(WHAT YOU NEED TO DO)
1. Render the entries, from their first line through the line containing "point(360, 246)", as a numbered list with blank lines left out.
2. Write the next part of the blog post on threat hunting with machine learning, picking up after its final sentence.

Threat Hunting With ML: Another Reason to SMLE

Security is an essential part of any modern IT foundation, whether in smaller shops or at enterprise-scale. It used to be sufficient to implement rules-based software to defend against malicious actors, but those malicious actors are not standing still. Just as every aspect of IT has become more sophisticated, attackers have continued to innovate as well. Building more and more rules-based software to detect security events means you are always one step behind in an unsustainable fight. In order to stay on top — and ahead — of the latest security threats, we have to change the game.

At Splunk, our Threat Researchers are leveraging and implementing machine learning (ML) techniques across our security detections to stay ahead of bad actors and better protect our customers. While rules-based detection software remains an important part of any defense strategy, ML and behavioral-based detections allow Splunk Threat Researchers to anticipate patterns and defend against a broader range of increasingly sophisticated attacks.

This blog is the first in a mini-series of blogs where we aim to explore and share various aspects of our security team’s mindset and learnings. In this post, we will introduce you to how our own Security and Threat Research team at Splunk develops the latest security detections with ML using the Splunk Machine Learning Environment (SMLE). Since our announcements at .conf20, there has been tremendous excitement about SMLE and our Streaming ML capabilities. This excitement was shared by Splunk’s Threat Research team, as we saw a significant opportunity to leverage both SMLE and Streaming ML while advancing our next-generation and behavioral-based detections. Let’s walk through an example.

Improving Security Detections with ML

A large portion of today’s enterprise-class security offerings are powered using what we call detections. Detections are the individual components that identify security threats or anomalies, and in the Splunk world, these detections have traditionally consisted of SPL code. SMLE makes it easy to extend traditional, signature-based security detections to find behavioral patterns by leveraging our Streaming ML capabilities as operators, right inline with SPL code. In fact, we use SMLE to author the detections that go into our very own security products.

(DATA TO USE)
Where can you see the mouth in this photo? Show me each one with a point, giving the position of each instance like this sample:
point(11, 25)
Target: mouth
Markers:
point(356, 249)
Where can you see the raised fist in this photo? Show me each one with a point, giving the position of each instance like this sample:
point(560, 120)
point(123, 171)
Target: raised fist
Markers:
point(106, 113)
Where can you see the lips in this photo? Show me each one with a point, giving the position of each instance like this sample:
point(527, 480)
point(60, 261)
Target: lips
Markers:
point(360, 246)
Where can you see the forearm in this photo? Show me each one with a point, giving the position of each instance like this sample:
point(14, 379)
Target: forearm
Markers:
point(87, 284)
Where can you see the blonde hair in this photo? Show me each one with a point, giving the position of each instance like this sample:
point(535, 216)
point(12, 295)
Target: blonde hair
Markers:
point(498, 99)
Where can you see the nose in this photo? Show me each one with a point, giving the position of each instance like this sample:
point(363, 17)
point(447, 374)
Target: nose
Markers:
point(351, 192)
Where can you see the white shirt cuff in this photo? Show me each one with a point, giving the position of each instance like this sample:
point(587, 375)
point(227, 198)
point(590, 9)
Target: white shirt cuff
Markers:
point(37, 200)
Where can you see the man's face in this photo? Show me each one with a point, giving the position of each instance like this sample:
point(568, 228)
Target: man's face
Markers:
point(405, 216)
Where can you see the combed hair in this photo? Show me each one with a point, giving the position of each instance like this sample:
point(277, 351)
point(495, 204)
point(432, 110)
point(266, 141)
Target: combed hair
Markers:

(RESULTS BY TASK)
1.
1. Where can you see the mouth in this photo? Show me each one with a point, giving the position of each instance like this sample:
2. point(11, 25)
3. Target: mouth
4. Markers:
5. point(356, 249)
6. Where can you see the raised fist in this photo? Show me each one with a point, giving the position of each instance like this sample:
7. point(560, 120)
8. point(123, 171)
9. Target: raised fist
10. Markers:
11. point(106, 113)
12. Where can you see the lips in this photo? Show me each one with a point, giving the position of each instance like this sample:
13. point(527, 480)
14. point(60, 261)
15. Target: lips
16. Markers:
17. point(360, 246)

2.
In this example, we are in the process of building a signature detection in our SMLE Studio notebook to find Credential Dumping via System Account Manager (SAM), described as technique T1003.002 by MITRE ATT&CK. OS Credential Dumping is a technique typically used by threat actors to move laterally by obtaining credentials from a compromised system. SMLE Studio is our native Jupyter notebooks environment where you can train custom ML models, experiment with built-in Streaming ML capabilities, or build sophisticated SPL pipelines right in the Splunk ecosystem. It contains all of the power of Jupyter notebooks, plus the ability to author Python and R code right next to SPL code. This is hugely valuable for developing security detections, because we can easily run experiments to improve our existing detection library with rapid iteration cycles.

_{Signature-based detection in SMLE Studio}

This detection begins by reading a dataset and then casting it into an object for sysmon. We then extract the process name out of this dataset and also match that process name with any keyword like cmd.exe or reg.exe. Next, we extract the command line arguments from the logs and try to match if it has the keyword “save” in it, and ultimately match suspicious registry keys as shown in the regex commands. Specifically we are looking for a selection of registry keys that the attacker can try to use to obtain credentials from SAM.

The next step is to test this against some sample data to determine if the detection is working. In this example, we are reading off of a dataset (from Splunk Attack Data) that we know the attack is present in. In the results, we see that an attempted credential dump was done on this dataset via registry key HKLM/SAM.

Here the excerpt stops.